**PROBLEM TO SOLVE**
Every entry below should be transcribed exactly; pictures stay out of the copy.

■ ■ ■

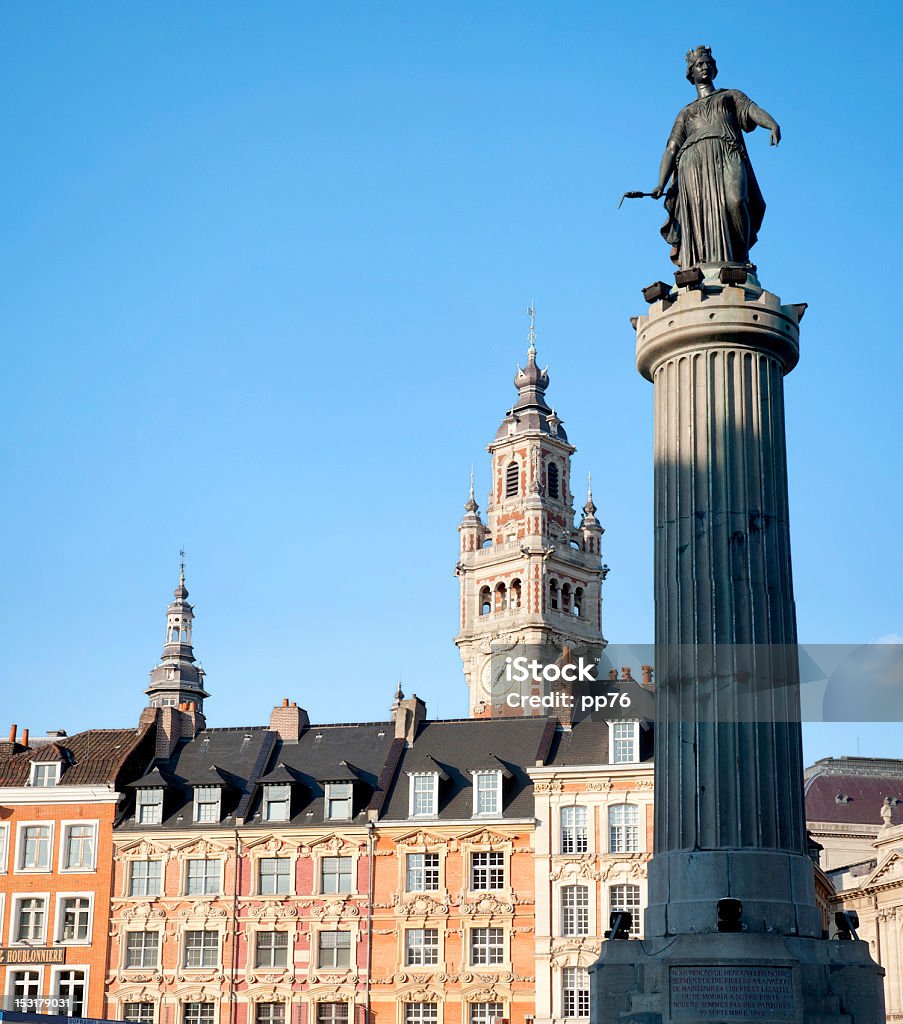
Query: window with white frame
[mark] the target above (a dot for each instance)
(624, 742)
(422, 872)
(148, 806)
(25, 987)
(204, 877)
(627, 897)
(269, 1013)
(487, 870)
(139, 1013)
(424, 794)
(142, 949)
(74, 919)
(199, 1013)
(574, 834)
(35, 843)
(332, 1013)
(486, 946)
(421, 1013)
(485, 1013)
(421, 946)
(145, 878)
(29, 919)
(575, 910)
(334, 950)
(276, 802)
(574, 992)
(338, 801)
(487, 793)
(624, 828)
(79, 847)
(274, 876)
(337, 875)
(272, 949)
(44, 773)
(202, 948)
(207, 803)
(71, 985)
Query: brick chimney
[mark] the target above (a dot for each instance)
(289, 721)
(407, 714)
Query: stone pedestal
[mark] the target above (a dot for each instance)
(729, 811)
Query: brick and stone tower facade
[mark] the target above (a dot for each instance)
(528, 578)
(177, 679)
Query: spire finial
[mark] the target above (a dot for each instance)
(531, 312)
(181, 592)
(590, 508)
(471, 506)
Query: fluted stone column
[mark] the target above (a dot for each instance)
(728, 763)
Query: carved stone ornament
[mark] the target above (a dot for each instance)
(487, 904)
(599, 785)
(334, 844)
(336, 908)
(203, 908)
(485, 837)
(422, 838)
(330, 994)
(574, 867)
(420, 995)
(143, 911)
(274, 910)
(422, 906)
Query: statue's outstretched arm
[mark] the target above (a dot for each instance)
(664, 171)
(765, 120)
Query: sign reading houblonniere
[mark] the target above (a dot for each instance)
(32, 954)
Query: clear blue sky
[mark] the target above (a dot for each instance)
(263, 276)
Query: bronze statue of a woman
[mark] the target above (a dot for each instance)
(714, 205)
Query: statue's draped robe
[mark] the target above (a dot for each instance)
(714, 205)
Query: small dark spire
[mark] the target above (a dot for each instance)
(590, 507)
(471, 506)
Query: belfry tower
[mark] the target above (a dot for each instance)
(528, 578)
(177, 679)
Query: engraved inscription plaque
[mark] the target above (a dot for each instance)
(747, 992)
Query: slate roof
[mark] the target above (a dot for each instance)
(465, 745)
(861, 785)
(368, 755)
(90, 758)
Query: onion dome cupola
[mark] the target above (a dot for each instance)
(177, 679)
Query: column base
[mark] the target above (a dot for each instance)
(726, 977)
(776, 888)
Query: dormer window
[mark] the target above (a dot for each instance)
(624, 742)
(148, 806)
(276, 802)
(338, 801)
(424, 794)
(207, 803)
(512, 475)
(486, 793)
(44, 773)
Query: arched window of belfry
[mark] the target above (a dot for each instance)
(512, 475)
(552, 477)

■ ■ ■

**RESPONSE TO THE EXERCISE**
Query: window with white frame
[mark] the target above (a dot for each instance)
(624, 742)
(422, 872)
(148, 806)
(25, 987)
(204, 877)
(627, 897)
(269, 1013)
(487, 870)
(139, 1013)
(424, 794)
(142, 949)
(74, 919)
(199, 1013)
(574, 834)
(35, 843)
(332, 1013)
(486, 946)
(421, 1013)
(485, 1013)
(421, 946)
(145, 878)
(29, 919)
(575, 910)
(334, 950)
(276, 802)
(574, 992)
(338, 801)
(487, 793)
(624, 828)
(79, 847)
(274, 876)
(337, 875)
(272, 949)
(44, 773)
(202, 948)
(207, 803)
(71, 985)
Query: brick chimney
[mark] the target above (a dot for each instance)
(289, 721)
(407, 714)
Query: stone pedestal
[mark] the target above (a dot for each instance)
(729, 811)
Query: brick and stone tower facade
[mark] the target above (a dot for each instance)
(528, 578)
(177, 679)
Query: spire finial
[mark] the target above (a dot for each instance)
(531, 312)
(181, 592)
(590, 508)
(471, 506)
Query: fluted stone column
[mark] the target above (a dot for each instance)
(728, 763)
Query: carved stone ornament
[mark] the target above (a dot for each instance)
(487, 904)
(599, 785)
(334, 844)
(336, 908)
(203, 908)
(485, 837)
(422, 838)
(330, 994)
(574, 867)
(420, 995)
(143, 911)
(274, 910)
(422, 906)
Query: statue's outstretched arm
[mark] the target above (a dot for each instance)
(664, 171)
(765, 120)
Query: sign reading houblonniere
[mark] the target above (a dot for each instance)
(32, 954)
Query: clear blue sky
[mark] the target above (a dot for each instance)
(263, 276)
Query: bronze statue of a woman
[mark] the target above (a dot for each instance)
(714, 205)
Query: statue's draped robe
[mark] the target above (a dot for each instance)
(714, 205)
Query: small dark spire
[mark] the target above (a dot for each instance)
(590, 507)
(471, 506)
Query: belfry tower
[mark] the target above (a dot for each instance)
(528, 578)
(177, 679)
Query: engraved inscription plaque
[mark] the target above (a dot for each instance)
(747, 992)
Query: slate roof
[mark] the target above (a dot for each instance)
(465, 745)
(861, 785)
(368, 755)
(90, 758)
Query: onion dome cupola
[mark] the target above (a dot for each instance)
(177, 679)
Query: column base
[mark] the target above (a dot for each instance)
(726, 977)
(776, 888)
Query: dormer window
[mark] the target above (a dot for each instance)
(624, 742)
(148, 806)
(276, 802)
(338, 801)
(424, 794)
(207, 803)
(512, 475)
(486, 793)
(44, 773)
Query: arched window of belfry
[mark] the target above (a dot for each instance)
(512, 475)
(552, 477)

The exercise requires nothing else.